+++ Records supplied

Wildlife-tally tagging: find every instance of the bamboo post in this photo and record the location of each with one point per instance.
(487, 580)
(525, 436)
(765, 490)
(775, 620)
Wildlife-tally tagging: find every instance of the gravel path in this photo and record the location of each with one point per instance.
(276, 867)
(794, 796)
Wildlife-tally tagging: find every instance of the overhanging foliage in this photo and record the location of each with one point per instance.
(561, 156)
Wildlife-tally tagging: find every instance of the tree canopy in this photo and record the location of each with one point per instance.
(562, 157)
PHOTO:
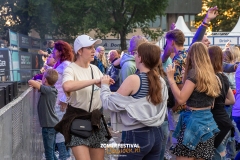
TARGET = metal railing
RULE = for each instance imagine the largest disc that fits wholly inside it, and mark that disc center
(20, 131)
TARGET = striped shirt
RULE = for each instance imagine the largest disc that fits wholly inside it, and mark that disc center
(144, 87)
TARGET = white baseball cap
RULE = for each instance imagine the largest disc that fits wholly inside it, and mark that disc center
(84, 41)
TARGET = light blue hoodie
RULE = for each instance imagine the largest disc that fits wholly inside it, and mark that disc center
(128, 113)
(128, 66)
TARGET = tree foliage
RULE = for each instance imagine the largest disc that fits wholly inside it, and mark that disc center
(118, 17)
(228, 14)
(73, 17)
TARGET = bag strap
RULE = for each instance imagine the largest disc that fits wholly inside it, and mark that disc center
(92, 90)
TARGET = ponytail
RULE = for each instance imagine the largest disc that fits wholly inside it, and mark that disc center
(155, 88)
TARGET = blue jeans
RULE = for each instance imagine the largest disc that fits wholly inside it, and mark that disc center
(49, 134)
(221, 148)
(149, 139)
(64, 152)
(165, 132)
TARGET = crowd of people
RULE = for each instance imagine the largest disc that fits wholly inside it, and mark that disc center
(188, 98)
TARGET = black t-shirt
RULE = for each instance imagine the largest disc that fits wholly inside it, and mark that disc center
(219, 113)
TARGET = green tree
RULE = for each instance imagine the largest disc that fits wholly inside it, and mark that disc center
(118, 17)
(228, 14)
(22, 16)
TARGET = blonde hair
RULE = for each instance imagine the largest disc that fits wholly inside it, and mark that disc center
(236, 53)
(51, 75)
(102, 59)
(199, 60)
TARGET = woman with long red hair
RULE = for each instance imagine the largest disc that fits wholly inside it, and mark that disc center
(63, 55)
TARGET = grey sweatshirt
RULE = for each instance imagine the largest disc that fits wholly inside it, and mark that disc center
(128, 113)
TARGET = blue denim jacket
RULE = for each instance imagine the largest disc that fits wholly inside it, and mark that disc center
(200, 126)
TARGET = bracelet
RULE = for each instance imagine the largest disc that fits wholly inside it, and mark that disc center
(205, 23)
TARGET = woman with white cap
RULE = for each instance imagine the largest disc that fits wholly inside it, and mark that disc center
(81, 82)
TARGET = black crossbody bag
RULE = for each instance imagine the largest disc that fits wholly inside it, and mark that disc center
(83, 127)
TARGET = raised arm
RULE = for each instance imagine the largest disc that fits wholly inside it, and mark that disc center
(211, 14)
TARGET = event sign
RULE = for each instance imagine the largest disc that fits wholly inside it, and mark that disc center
(24, 41)
(223, 40)
(4, 65)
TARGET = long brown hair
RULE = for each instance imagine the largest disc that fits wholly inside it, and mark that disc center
(198, 60)
(150, 55)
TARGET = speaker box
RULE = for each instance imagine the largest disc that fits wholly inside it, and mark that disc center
(6, 89)
(2, 98)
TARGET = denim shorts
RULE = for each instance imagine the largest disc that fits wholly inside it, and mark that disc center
(94, 141)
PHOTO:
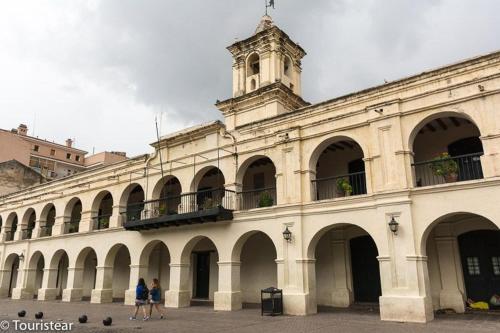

++++++

Work required: Repeat the entries above exactly and skip the images.

Solution:
Wildlife-tally tagging: find every instance of the bamboo post in this photo and record the location of each with one point per instance.
(487, 580)
(525, 436)
(765, 490)
(775, 620)
Wildlife-tally tagging: find every instance of the gravel path in this photo and record the location of each with one point per instance.
(276, 867)
(794, 796)
Wildlife-tally tagging: find every instance of the overhanging foliage in this photo and record the location of each with one point per instance.
(561, 156)
Wildlife-tally tagging: find every instance of the tree canopy in this photo and record the location of each with one point per instance.
(562, 157)
PHOTO:
TARGET = metal railing
RULE = for each instance imagine the largest disc that fits wholly inside it, and mark that disc center
(20, 131)
TARGET = striped shirt
RULE = for each instance imagine the largest disc that fits wholly inside it, and mark that disc center
(144, 87)
TARGET = white baseball cap
RULE = for each instance imagine the largest disc that fits wholly inside it, and mark that disc center
(84, 41)
TARGET = light blue hoodie
RULE = for each instance imagine the largest disc that fits wholly inside it, and mark that disc center
(128, 113)
(128, 66)
TARGET = tree foliage
RULE = for each instance imagine the largest disc that fits wholly inside it, and mark that disc center
(118, 17)
(228, 14)
(73, 17)
TARGET = bag strap
RULE = for each instance imagine the largest disc that fits wholly inside it, and mark that disc center
(92, 90)
TARGET = ponytail
RULE = for each instance imagine the largest disc that fits wholly inside it, and mark that disc center
(155, 88)
TARGET = blue jeans
RULE = for each instance imagine the largest disc that fits wholly inside it, and mark that disc center
(49, 134)
(221, 148)
(149, 139)
(64, 152)
(165, 132)
TARGET = crowd of people
RULE = for each instance imagine the largest disc that fits wholly inside it, and mark that disc center
(188, 98)
TARGET = black t-shirt
RULE = for each instance imagine the largest disc that fits wholly inside it, and mark that disc center
(219, 113)
TARGET = green tree
RULE = for each instance imagine the largest disc that fits wholly inside it, and mark that disc center
(118, 17)
(228, 14)
(22, 16)
TARGET = blonde hair
RULE = for each instance imagine the largest disc that fits wholly inside it, and mark that disc center
(236, 53)
(51, 75)
(102, 59)
(199, 60)
TARGET = woman with long red hair
RULE = for each instance imagine the largest disc that fits wholly inside it, and mark that disc center
(63, 55)
TARGET = grey sweatshirt
RULE = for each instance imagine the largest disc that fits wholly inside it, and mark that disc center
(128, 113)
TARGET = blue denim jacket
RULE = for each instance imagine the largest disc that fits wholly inside it, and mark that disc center
(200, 126)
TARGET = bracelet
RULE = for each instance imagine the largest disc that fits wholly inside it, and mark that disc center
(205, 23)
TARGET = woman with white cap
RULE = for each instance imagine the largest disc that fits wholly inside it, and mark that disc center
(81, 82)
TARGET = black crossbody bag
RULE = for each instance imagine the largest disc that fits wholly inside it, and mark that disc center
(83, 127)
TARGET = raised arm
RULE = for each instance imagine the largest disc that fits wholly inside it, and mark that disc center
(211, 14)
TARGET = event sign
RULE = for each instance imagine the largest disc that fits wholly inside it, and mark that disc center
(24, 41)
(223, 40)
(4, 65)
TARGET = long brown hair
RULE = for each instance imagine the largest disc that fits wholly inside it, and mark that disc center
(198, 60)
(150, 55)
TARGET = speaker box
RULE = for each instance imagine the largest disc that fits wholly inside it, and mark that disc center
(6, 89)
(2, 98)
TARGET = denim shorts
RULE = for each instance imagine the largest disc that fits wholly inside it, and mark that disc center
(94, 141)
PHOTO:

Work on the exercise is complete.